Another paper, Khaligh-Razavi and Kriegeskorte (2014), also uses representational similarity analysis to compare 37 different models to human and monkey IT. They too found that models better at object recognition better matched IT representations. Furthermore, the deep CNN trained via supervised learning (“AlexNet”) was the best performing and the best match, with later layers in the network performing better than earlier ones.

The neocognitron model was inspired by the findings of Hubel and Wiesel and went on to inspire modern CNNs, but it also spawned a branch of research in visual neuroscience recognized perhaps most visibly in the labs of Tomaso Poggio, Thomas Serre, Maximilian Riesenhuber, and Jim DiCarlo, among others. Models based on stacks of convolutions and max-pooling were used to explain various properties of the visual system. These models tended to use different nonlinearities than current CNNs and unsupervised training of features as was popular in machine learning at the time as well, and they didn’t reach the scale of modern CNNs.

The path taken by visual neuroscientists and computer vision researchers has variously merged and diverged, as they pursued separate but related goals. But in total, CNNs can readily be viewed as a continuation of the modeling trajectory set upon by visual neuroscientists. The contributions from the field of deep learning relate to the computational power and training methods (and data) that allowed these models to finally become functional. CNNs have three main traits that support their use as models of biological vision. They can perform visual tasks at near-human levels, they do this with an architecture that replicates basic features known about the visual system, and they produce activity that is directly relatable to the activity of different areas in the visual system

To start, by their very nature and architecture, they have two important components of the visual hierarchy. First, receptive field sizes of individual units grow as we progress through the layers of the network just as they do as we progress from V1 to IT. Second, neurons respond to increasingly complex image features as we progress through the layers just as tuning goes from simple lines in V1 to object parts in IT. This increase in feature complexity can be seen directly through visualization techniques available in CNNs.

STUDY MATERIAL:
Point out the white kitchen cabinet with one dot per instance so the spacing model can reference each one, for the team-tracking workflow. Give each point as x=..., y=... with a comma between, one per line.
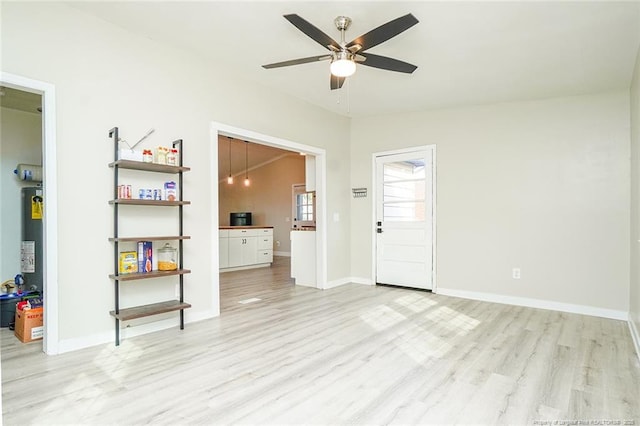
x=243, y=247
x=265, y=245
x=246, y=247
x=223, y=248
x=303, y=257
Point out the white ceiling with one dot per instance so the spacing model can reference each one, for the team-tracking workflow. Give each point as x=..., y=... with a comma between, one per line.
x=467, y=52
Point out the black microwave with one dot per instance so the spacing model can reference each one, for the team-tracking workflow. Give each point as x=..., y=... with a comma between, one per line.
x=240, y=219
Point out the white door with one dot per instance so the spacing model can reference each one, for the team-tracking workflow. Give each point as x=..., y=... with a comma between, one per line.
x=404, y=219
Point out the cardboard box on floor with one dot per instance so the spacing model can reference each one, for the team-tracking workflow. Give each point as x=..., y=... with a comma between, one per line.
x=29, y=324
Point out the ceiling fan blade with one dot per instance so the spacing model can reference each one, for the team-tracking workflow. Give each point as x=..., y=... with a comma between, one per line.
x=297, y=61
x=385, y=63
x=384, y=32
x=337, y=82
x=312, y=31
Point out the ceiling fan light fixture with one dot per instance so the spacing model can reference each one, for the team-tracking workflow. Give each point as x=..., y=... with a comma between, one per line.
x=343, y=64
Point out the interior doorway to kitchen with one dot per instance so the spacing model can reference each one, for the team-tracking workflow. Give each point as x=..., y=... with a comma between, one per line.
x=46, y=92
x=221, y=134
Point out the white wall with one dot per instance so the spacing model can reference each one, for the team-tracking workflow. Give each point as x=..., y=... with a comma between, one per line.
x=543, y=186
x=634, y=291
x=20, y=142
x=106, y=77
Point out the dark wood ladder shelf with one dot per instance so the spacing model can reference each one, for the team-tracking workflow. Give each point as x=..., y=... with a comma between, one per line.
x=127, y=314
x=146, y=275
x=120, y=206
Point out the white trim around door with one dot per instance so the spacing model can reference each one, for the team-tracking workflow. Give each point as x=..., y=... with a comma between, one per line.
x=50, y=344
x=431, y=149
x=321, y=205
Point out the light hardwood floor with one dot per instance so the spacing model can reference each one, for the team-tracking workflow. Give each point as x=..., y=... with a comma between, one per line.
x=351, y=355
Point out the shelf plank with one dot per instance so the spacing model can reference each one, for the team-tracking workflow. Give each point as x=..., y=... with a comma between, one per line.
x=163, y=238
x=149, y=167
x=138, y=202
x=148, y=310
x=147, y=275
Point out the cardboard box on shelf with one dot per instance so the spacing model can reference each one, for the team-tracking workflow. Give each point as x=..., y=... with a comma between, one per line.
x=29, y=324
x=145, y=256
x=128, y=263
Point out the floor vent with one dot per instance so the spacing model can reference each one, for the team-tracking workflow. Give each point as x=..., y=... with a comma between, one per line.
x=253, y=299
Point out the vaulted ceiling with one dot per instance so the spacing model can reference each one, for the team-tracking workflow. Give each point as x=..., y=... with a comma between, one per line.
x=466, y=52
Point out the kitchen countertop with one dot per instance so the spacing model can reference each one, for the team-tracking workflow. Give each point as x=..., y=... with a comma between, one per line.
x=244, y=227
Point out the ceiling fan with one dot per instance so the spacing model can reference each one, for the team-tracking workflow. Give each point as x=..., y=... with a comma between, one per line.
x=344, y=56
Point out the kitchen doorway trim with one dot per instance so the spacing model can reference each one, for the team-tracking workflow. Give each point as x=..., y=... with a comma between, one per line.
x=219, y=129
x=50, y=343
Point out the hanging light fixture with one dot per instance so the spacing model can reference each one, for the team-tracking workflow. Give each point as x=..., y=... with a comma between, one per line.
x=230, y=178
x=246, y=165
x=343, y=64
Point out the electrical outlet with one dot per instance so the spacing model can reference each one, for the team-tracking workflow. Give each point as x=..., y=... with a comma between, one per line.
x=515, y=273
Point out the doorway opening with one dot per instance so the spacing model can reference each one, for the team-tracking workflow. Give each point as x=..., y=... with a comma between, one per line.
x=47, y=154
x=223, y=137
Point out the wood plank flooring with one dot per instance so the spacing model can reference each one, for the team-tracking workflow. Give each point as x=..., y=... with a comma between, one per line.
x=356, y=355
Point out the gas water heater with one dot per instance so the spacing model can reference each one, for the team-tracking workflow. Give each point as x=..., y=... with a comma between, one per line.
x=31, y=250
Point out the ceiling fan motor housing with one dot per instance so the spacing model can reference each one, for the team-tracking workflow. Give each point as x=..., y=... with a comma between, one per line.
x=342, y=23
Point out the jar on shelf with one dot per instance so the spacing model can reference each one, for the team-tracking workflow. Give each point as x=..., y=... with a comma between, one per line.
x=147, y=156
x=172, y=157
x=167, y=258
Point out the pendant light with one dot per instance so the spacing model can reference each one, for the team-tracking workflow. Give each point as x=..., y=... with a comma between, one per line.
x=230, y=178
x=246, y=165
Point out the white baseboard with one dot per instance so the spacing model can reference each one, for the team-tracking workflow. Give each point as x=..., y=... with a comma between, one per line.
x=242, y=268
x=70, y=345
x=536, y=303
x=347, y=280
x=635, y=335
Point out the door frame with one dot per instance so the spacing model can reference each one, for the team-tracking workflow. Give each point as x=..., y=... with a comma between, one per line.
x=219, y=129
x=374, y=156
x=50, y=343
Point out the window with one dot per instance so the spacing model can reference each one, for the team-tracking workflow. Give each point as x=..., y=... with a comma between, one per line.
x=304, y=206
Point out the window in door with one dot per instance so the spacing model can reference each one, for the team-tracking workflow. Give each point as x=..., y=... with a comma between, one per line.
x=304, y=206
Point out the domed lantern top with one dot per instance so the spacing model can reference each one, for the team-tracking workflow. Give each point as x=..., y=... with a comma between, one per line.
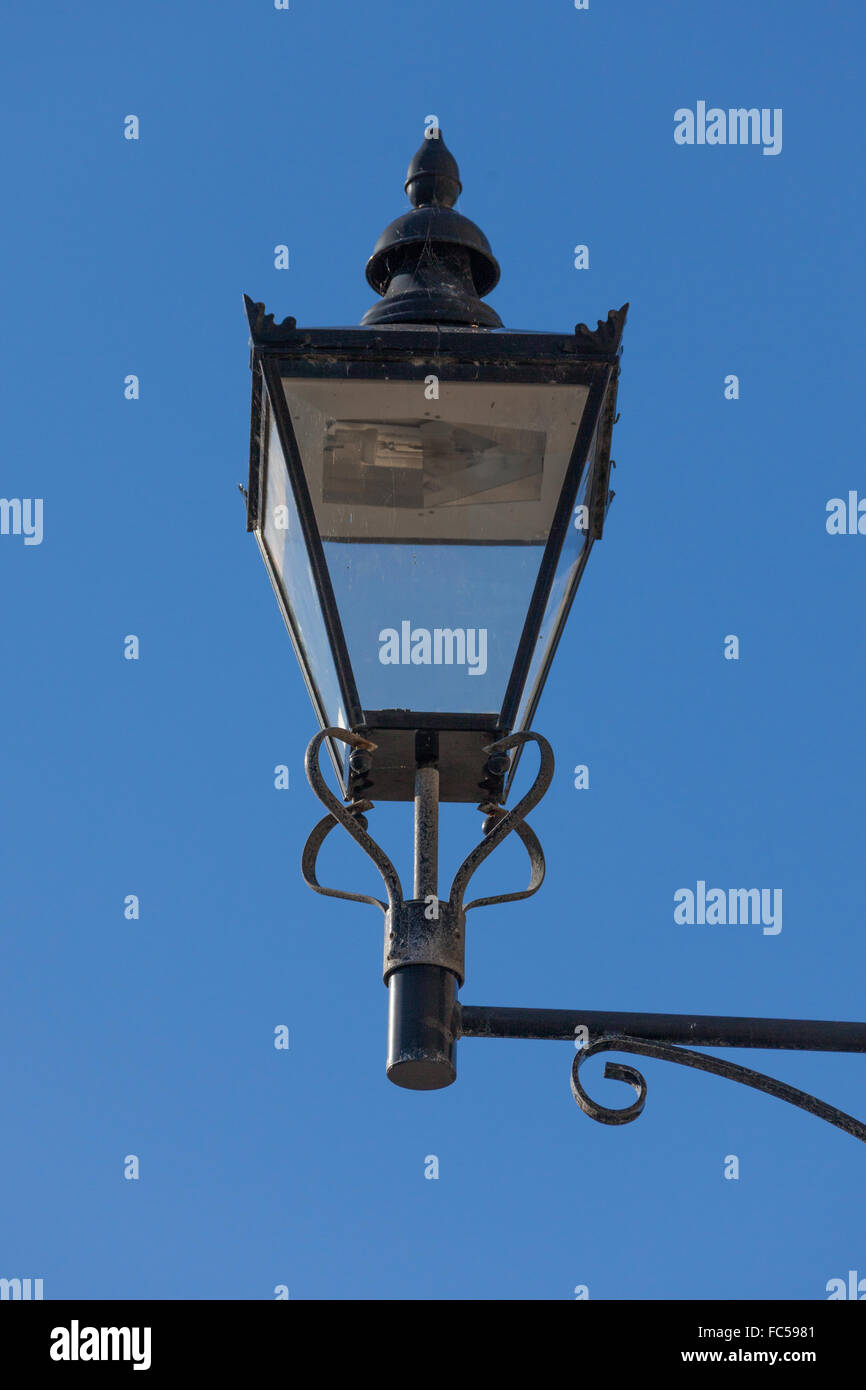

PROBLEM A: Translate this sentence from the passage on CNNs as models of vision into Spanish: "Models based on stacks of convolutions and max-pooling were used to explain various properties of the visual system."
PROBLEM B:
Decide whether each statement agrees with the passage on CNNs as models of vision. Answer yes or no for each and quote the words from the passage that settle it.
(i) Khaligh-Razavi and Kriegeskorte compared 37 different models.
(ii) In AlexNet, earlier layers performed better than later ones.
(iii) The older models built on convolutions and max-pooling reached the scale of modern CNNs.
PROBLEM C: Print the part of the passage on CNNs as models of vision that lies between "Another paper, Khaligh-Razavi" and "than earlier ones.", inclusive.

EXERCISE ANSWER A: Se utilizaron modelos basados en pilas de convoluciones y max-pooling para explicar diversas propiedades del sistema visual.

EXERCISE ANSWER B:
(i) Yes: "compare 37 different models to human and monkey IT"
(ii) No: "with later layers in the network performing better than earlier ones"
(iii) No: "they didn’t reach the scale of modern CNNs"

EXERCISE ANSWER C:
Another paper, Khaligh-Razavi and Kriegeskorte (2014), also uses representational similarity analysis to compare 37 different models to human and monkey IT. They too found that models better at object recognition better matched IT representations. Furthermore, the deep CNN trained via supervised learning (“AlexNet”) was the best performing and the best match, with later layers in the network performing better than earlier ones.